## PROVIDED PASSAGE
Dipu Number Two () is a 1996 Bangladeshi film directed by Morshedul Islam. The screenplay was based on the 1984 novel of the same name by Muhammed Zafar Iqbal. It stars Arun Saha, who played the lead role of "Dipu" and Subhashish as Tarique, supporting actors are Abul Khair, Masud Ali Khan, Bulbul Ahmed, Dolly Jahur and Bobita. The film won two national film awards for best child actor (Arun Saha) and best supporting actor (Bulbul Ahmed).

Plot 
Dipu (Arun Saha), a boy of about twelve years lives with his father (Bulbul Ahmed). Dipu's father is a government officer and because of his transferable job, they arrive at a picturesque town. Dipu immediately develops a liking to this new town and his new school. He makes a lot of friends but starts a feud with the school bully Tarique (Shubhashish) on the very first day. Tarique, unable to intimidate Dipu tries many tricks on him and even beats him up one day. Though Dipu does not complain this to anybody, instead he contemplates to punish Tarique himself. But one day a small adventure atop a high water tank changes his feelings towards Tarique.

## EXERCISE TASKS
1. Extract the passage of the film summary starting at "Dipu Number Two" and ending at "actor (Bulbul Ahmed).".
2. In one to three sentences, explain why, according to the film summary, Dipu and his father arrive at a new town.
3. According to the film summary, which two national film awards did the film win?

## GIVEN DATA
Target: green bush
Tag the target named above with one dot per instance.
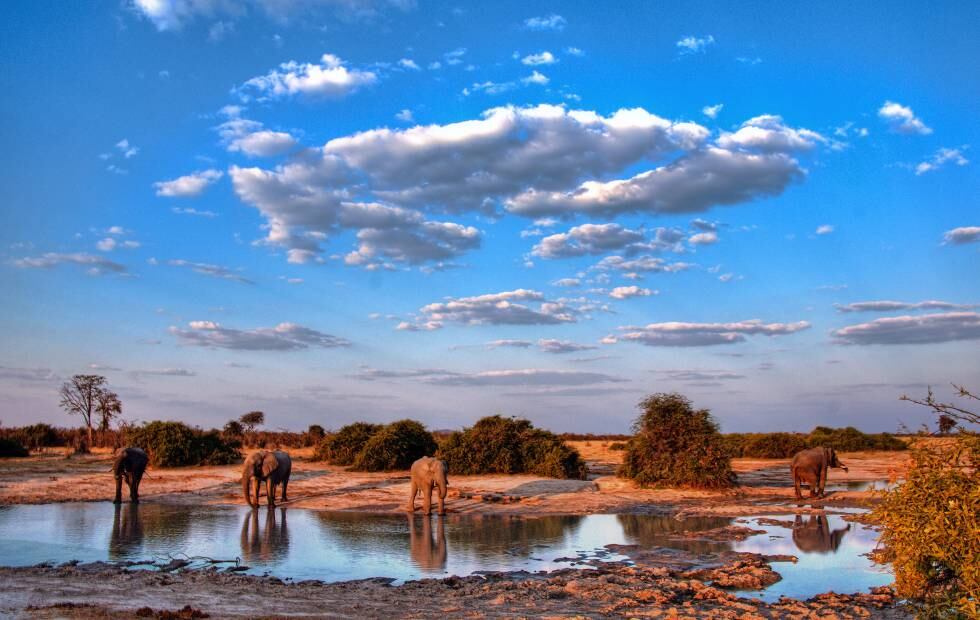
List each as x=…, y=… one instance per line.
x=11, y=448
x=174, y=444
x=850, y=439
x=675, y=445
x=396, y=446
x=342, y=447
x=510, y=446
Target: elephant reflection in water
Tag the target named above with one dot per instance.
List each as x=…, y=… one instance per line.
x=815, y=534
x=127, y=531
x=428, y=552
x=266, y=543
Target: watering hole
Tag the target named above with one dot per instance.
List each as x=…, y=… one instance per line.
x=339, y=546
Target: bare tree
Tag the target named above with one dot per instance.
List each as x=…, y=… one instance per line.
x=108, y=406
x=80, y=396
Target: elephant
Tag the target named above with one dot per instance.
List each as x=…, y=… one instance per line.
x=428, y=472
x=129, y=463
x=273, y=468
x=815, y=534
x=427, y=551
x=810, y=466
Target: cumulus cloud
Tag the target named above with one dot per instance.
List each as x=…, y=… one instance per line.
x=527, y=376
x=963, y=234
x=548, y=22
x=922, y=329
x=328, y=78
x=892, y=306
x=505, y=308
x=189, y=185
x=283, y=337
x=711, y=111
x=215, y=271
x=707, y=178
x=901, y=119
x=769, y=134
x=542, y=58
x=942, y=157
x=625, y=292
x=703, y=238
x=551, y=345
x=96, y=265
x=695, y=45
x=678, y=334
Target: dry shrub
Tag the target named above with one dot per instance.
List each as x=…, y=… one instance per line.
x=675, y=445
x=931, y=521
x=498, y=445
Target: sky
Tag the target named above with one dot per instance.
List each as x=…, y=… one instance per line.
x=340, y=210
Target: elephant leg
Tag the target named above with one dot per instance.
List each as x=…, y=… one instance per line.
x=411, y=498
x=427, y=499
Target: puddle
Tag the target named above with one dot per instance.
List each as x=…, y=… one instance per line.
x=339, y=546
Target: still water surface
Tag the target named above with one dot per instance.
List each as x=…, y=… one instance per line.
x=338, y=546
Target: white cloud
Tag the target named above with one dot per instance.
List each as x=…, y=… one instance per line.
x=942, y=157
x=328, y=78
x=901, y=119
x=528, y=376
x=548, y=22
x=283, y=337
x=678, y=334
x=536, y=78
x=694, y=183
x=189, y=185
x=626, y=292
x=711, y=111
x=695, y=45
x=963, y=234
x=892, y=306
x=541, y=58
x=703, y=238
x=96, y=265
x=504, y=308
x=192, y=211
x=207, y=269
x=769, y=134
x=552, y=345
x=922, y=329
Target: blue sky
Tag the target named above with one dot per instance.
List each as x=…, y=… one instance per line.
x=336, y=211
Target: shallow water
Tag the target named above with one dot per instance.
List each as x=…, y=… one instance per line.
x=338, y=546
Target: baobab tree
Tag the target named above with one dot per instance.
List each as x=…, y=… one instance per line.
x=86, y=395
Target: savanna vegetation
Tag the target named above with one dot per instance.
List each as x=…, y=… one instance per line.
x=676, y=445
x=496, y=444
x=931, y=521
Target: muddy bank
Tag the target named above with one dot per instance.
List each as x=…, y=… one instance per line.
x=609, y=590
x=765, y=487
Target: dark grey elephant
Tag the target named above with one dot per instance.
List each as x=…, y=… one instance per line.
x=815, y=534
x=428, y=472
x=129, y=464
x=273, y=468
x=810, y=466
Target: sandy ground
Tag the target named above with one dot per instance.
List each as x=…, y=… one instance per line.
x=765, y=486
x=658, y=585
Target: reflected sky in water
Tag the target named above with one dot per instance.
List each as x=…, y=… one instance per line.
x=336, y=546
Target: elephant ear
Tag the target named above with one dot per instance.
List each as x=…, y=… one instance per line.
x=269, y=464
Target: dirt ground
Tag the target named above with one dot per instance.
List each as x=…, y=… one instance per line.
x=765, y=486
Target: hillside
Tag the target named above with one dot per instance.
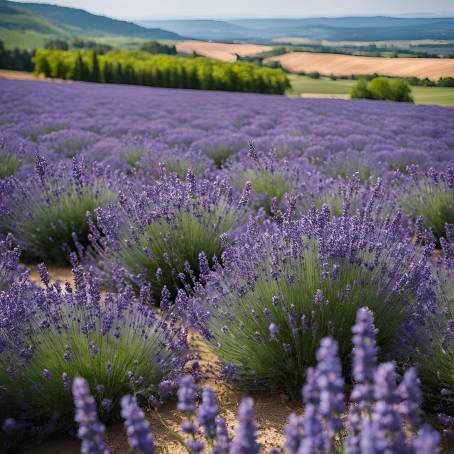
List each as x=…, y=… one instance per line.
x=31, y=24
x=337, y=29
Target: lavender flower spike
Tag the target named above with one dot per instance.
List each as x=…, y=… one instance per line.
x=427, y=441
x=293, y=434
x=245, y=441
x=410, y=394
x=137, y=427
x=91, y=431
x=222, y=444
x=365, y=346
x=330, y=383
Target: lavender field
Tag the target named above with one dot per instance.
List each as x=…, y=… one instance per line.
x=224, y=243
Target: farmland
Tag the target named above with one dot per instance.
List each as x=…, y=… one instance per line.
x=229, y=240
x=220, y=51
x=326, y=87
x=347, y=65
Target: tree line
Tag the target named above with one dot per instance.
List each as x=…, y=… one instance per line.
x=383, y=89
x=16, y=59
x=142, y=68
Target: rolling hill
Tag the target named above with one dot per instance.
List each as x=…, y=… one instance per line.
x=31, y=24
x=376, y=28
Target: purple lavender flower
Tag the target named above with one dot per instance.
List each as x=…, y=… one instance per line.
x=137, y=427
x=222, y=442
x=330, y=384
x=293, y=434
x=410, y=394
x=314, y=439
x=427, y=441
x=245, y=441
x=91, y=431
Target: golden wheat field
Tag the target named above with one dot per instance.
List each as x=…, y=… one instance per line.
x=220, y=51
x=347, y=65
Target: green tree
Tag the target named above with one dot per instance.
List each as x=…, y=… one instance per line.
x=95, y=71
x=360, y=90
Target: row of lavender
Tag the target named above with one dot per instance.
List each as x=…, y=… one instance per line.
x=265, y=223
x=375, y=422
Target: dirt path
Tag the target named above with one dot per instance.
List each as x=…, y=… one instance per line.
x=272, y=411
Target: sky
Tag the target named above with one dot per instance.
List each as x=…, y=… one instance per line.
x=148, y=9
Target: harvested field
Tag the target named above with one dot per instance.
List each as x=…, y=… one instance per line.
x=347, y=65
x=220, y=51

## RESPONSES
1.
Dipu Number Two () is a 1996 Bangladeshi film directed by Morshedul Islam. The screenplay was based on the 1984 novel of the same name by Muhammed Zafar Iqbal. It stars Arun Saha, who played the lead role of "Dipu" and Subhashish as Tarique, supporting actors are Abul Khair, Masud Ali Khan, Bulbul Ahmed, Dolly Jahur and Bobita. The film won two national film awards for best child actor (Arun Saha) and best supporting actor (Bulbul Ahmed).

2. Dipu's father is a government officer with a transferable job. Because of that job, he and Dipu arrive at a picturesque town.

3. Best child actor (Arun Saha) and best supporting actor (Bulbul Ahmed).